**PROBLEM DETAILS**. Copy out every line of the records below that includes the word "roof".

**EXERCISE INPUT**.
--- start ---
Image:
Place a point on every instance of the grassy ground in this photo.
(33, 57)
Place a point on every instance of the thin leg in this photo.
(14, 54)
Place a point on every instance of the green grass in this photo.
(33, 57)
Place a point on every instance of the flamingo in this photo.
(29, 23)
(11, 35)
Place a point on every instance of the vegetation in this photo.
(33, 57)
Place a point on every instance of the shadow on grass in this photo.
--- end ---
--- start ---
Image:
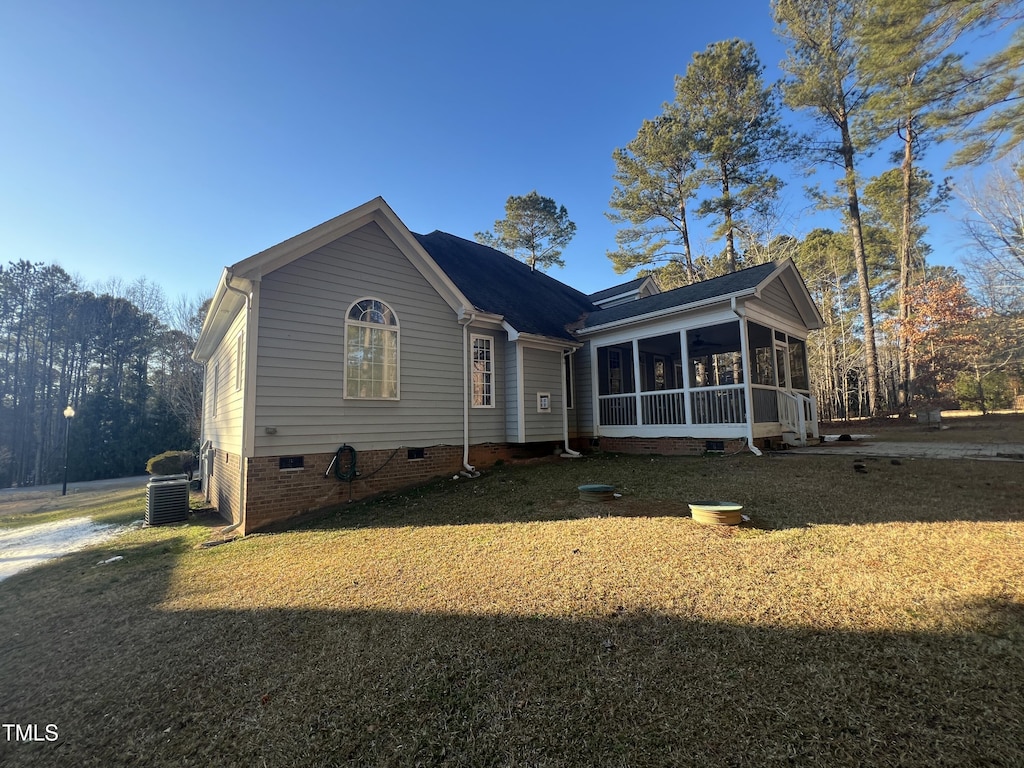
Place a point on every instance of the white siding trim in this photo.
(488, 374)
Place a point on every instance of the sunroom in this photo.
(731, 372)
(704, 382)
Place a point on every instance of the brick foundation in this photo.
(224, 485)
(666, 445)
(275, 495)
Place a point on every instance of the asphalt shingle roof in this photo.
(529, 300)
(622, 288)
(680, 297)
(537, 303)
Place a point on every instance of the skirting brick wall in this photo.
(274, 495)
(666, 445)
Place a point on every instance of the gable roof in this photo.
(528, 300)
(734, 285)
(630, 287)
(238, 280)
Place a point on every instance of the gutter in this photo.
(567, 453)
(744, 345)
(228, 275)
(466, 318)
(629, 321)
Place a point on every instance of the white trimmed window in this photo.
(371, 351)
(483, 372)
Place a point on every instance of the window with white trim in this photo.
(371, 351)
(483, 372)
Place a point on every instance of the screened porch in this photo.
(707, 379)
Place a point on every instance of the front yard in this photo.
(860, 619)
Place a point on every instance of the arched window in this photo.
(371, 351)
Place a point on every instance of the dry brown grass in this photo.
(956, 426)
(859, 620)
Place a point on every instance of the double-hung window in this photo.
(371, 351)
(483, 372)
--- end ---
**WORKED SOLUTION**.
Place a point on every instance of the asphalt shingle roof in this photo.
Place a point on every instance of the gable roof in this photo.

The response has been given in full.